↓↓↓

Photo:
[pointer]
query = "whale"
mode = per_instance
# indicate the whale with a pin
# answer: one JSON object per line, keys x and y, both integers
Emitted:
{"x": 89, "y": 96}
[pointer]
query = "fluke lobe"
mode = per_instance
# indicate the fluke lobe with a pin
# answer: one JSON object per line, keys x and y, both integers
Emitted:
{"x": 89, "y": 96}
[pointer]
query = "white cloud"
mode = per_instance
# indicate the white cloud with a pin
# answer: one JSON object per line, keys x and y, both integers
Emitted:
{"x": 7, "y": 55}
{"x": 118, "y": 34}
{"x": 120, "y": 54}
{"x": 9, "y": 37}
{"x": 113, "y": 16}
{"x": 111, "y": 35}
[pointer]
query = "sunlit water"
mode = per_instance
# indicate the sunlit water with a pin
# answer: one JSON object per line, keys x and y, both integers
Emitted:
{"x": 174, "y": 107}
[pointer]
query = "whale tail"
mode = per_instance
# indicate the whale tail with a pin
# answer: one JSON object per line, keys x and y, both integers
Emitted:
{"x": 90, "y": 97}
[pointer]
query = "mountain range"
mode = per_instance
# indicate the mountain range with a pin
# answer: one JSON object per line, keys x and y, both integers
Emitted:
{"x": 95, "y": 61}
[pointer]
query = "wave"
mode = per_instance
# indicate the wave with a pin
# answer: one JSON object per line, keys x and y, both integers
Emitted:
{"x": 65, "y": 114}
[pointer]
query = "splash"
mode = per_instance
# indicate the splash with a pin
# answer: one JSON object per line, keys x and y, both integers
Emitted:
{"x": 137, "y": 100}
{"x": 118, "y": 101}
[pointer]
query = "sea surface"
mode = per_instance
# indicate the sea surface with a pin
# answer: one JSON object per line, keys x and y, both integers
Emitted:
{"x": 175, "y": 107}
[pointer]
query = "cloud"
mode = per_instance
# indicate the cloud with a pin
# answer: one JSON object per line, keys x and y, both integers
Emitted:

↑↑↑

[Task description] Repeat the records above exactly, leaving none out.

[Reply to the exercise]
Photo:
[pointer]
query = "whale"
mode = per_instance
# indicate the whale with a pin
# answer: one JSON object per line, keys x and y, both integers
Emitted:
{"x": 89, "y": 96}
[pointer]
query = "fluke lobe"
mode = per_instance
# indicate the fluke lobe with a pin
# answer: one JSON object per line, keys x and y, both integers
Emitted:
{"x": 89, "y": 96}
[pointer]
query = "white cloud"
mode = per_instance
# indicate the white cloud with a pin
# answer: one JSON object per line, keys x and y, both integers
Emitted:
{"x": 7, "y": 55}
{"x": 118, "y": 34}
{"x": 120, "y": 54}
{"x": 9, "y": 37}
{"x": 113, "y": 16}
{"x": 111, "y": 35}
[pointer]
query = "sunlit water"
mode = per_instance
# indicate the sunlit water with a pin
# answer: one JSON object per line, keys x and y, both integers
Emitted:
{"x": 174, "y": 107}
[pointer]
query = "whale tail"
mode = per_instance
# indicate the whale tail with a pin
# answer: one JSON object per line, keys x and y, both integers
Emitted:
{"x": 90, "y": 97}
[pointer]
query = "mountain range"
mode = per_instance
# indicate the mountain range with a pin
# answer: one JSON object per line, keys x and y, both integers
Emitted:
{"x": 95, "y": 61}
[pointer]
query = "wave"
mode = per_instance
# indicate the wave with a pin
# answer: one JSON object per line, keys x and y, both integers
Emitted:
{"x": 65, "y": 114}
[pointer]
query = "splash"
mode = per_instance
# indicate the splash with a pin
# answer: one JSON object per line, keys x and y, both integers
Emitted:
{"x": 137, "y": 100}
{"x": 118, "y": 101}
[pointer]
query = "sea surface"
mode = per_instance
# indicate the sea surface with a pin
# answer: one JSON object per line, keys x and y, both integers
Emitted:
{"x": 175, "y": 107}
[pointer]
query = "cloud"
mode = per_instance
# indicate the cloud with a pin
# answer: one JSON object per line, keys x and y, both integers
Emitted:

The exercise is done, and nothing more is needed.